* Begin SELECTED EXCERPT *

Show replies by date

Robert Ramey

24 May 24 May

5:23 a.m.

Artyom wrote:

...

Hello,

I want to request a formal review for Boost.Locale library.

Short Description: ------------------

Boost.Locale is powerful localization library that provides powerful localization tool extending existing built-in C++ localization facilities in Unicode aware way.

Documentation: --------------

- Reference: http://cppcms.sourceforge.net/boost_locale/html/index.html - Tutorial: http://cppcms.sourceforge.net/boost_locale/html/tutorial.html

I just skimmed over the documentation. It looks interesting enough to spend some more time with. One thing in particular that I was interested in is(are) codecvt facets. I didn't any thing on this. Why is that? Is this a separate subject or is that you believe they're not useful. I would be curious to hear your views as to where the fit in. (or don't fit in). Robert Ramey

Artyom

6:10 a.m.

...

One thing in particular that I was interested in is(are) codecvt facets. I didn't any thing on this. Why is that?

* End SELECTED EXCERPT *

Update the stretch of the Boost.Locale thread from "I want to request" through "Unicode aware way.", writing "preliminary review" in place of "formal review". Rely on the Boost.Locale thread alone for every answer.

* Begin INFORMATION GIVEN *

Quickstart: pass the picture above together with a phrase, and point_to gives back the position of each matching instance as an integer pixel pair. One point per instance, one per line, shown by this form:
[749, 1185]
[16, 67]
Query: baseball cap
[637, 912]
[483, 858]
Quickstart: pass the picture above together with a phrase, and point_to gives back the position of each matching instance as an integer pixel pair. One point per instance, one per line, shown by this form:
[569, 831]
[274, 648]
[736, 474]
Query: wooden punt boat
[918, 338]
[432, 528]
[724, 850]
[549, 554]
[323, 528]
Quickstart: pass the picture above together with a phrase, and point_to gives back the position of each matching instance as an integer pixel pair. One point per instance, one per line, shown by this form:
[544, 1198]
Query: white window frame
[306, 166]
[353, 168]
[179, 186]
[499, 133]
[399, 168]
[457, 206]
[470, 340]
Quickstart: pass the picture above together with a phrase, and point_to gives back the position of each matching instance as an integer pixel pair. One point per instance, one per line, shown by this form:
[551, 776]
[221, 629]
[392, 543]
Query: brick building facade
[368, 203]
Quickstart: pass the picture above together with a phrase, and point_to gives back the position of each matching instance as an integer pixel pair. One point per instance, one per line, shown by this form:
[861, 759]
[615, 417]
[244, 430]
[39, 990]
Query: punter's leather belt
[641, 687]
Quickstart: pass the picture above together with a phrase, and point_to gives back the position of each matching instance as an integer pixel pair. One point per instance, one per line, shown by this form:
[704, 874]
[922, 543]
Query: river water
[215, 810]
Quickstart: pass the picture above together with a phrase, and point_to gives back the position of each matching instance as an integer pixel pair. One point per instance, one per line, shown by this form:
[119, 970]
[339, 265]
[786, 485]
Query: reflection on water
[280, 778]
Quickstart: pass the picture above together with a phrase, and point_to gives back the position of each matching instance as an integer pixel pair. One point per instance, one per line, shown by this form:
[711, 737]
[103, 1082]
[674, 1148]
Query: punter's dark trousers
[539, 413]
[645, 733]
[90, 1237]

* End INFORMATION GIVEN *

- _RESULT OF THIS EXERCISE_:
I want to request a preliminary review for Boost.Locale library.

Short Description: ------------------

Boost.Locale is powerful localization library that provides powerful localization tool extending existing built-in C++ localization facilities in Unicode aware way.